● TASK DETAILS: Copy out precisely the line that holds "Phrase: masked performer" and all the lines following it in the data, up to and including the last one, and no others.
§ §
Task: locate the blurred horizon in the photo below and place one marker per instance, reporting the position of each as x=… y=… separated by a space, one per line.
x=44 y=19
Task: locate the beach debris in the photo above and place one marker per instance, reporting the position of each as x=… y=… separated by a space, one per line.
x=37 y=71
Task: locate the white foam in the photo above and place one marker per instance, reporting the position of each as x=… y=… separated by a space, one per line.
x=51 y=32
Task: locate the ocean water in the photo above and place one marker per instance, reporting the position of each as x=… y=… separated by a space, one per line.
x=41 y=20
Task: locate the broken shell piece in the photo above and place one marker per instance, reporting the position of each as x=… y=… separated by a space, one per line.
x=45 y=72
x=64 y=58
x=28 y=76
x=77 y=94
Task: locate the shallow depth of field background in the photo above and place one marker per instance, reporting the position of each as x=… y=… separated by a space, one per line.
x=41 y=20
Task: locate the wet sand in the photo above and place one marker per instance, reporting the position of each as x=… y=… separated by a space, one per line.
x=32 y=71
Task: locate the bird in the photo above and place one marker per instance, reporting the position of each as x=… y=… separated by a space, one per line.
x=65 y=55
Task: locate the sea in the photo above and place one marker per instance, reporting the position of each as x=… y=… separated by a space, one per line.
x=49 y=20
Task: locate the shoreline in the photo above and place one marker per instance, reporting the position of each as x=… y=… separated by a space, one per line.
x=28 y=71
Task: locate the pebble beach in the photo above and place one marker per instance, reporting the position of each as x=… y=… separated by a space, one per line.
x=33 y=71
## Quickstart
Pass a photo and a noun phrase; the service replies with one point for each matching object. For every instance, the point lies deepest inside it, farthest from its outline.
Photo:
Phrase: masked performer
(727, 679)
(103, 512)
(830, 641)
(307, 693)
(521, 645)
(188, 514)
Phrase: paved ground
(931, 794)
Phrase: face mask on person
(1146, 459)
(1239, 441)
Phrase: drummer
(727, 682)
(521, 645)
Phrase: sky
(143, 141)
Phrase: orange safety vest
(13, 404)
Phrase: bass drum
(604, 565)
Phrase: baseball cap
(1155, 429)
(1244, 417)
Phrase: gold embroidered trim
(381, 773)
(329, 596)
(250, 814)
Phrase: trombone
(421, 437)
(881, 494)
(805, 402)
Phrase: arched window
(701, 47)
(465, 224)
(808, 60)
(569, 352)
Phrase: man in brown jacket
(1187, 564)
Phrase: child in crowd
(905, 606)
§ §
● SOLUTION FOR THIS TASK:
Phrase: masked performer
(727, 679)
(103, 512)
(830, 641)
(307, 693)
(521, 645)
(188, 514)
Phrase: paved ground
(931, 794)
Phrase: face mask on person
(1146, 459)
(1239, 441)
Phrase: drummer
(727, 682)
(521, 645)
Phrase: sky
(143, 141)
Phrase: orange safety vest
(13, 404)
Phrase: bass drum
(604, 565)
Phrase: baseball cap
(1155, 429)
(1244, 417)
Phrase: gold embroidered trim
(381, 773)
(329, 596)
(250, 814)
Phrase: trombone
(421, 437)
(881, 494)
(805, 402)
Phrase: arched window
(701, 47)
(465, 224)
(808, 60)
(569, 352)
Phrase: man in brown jacket
(1187, 564)
Phrase: child in crowd
(905, 606)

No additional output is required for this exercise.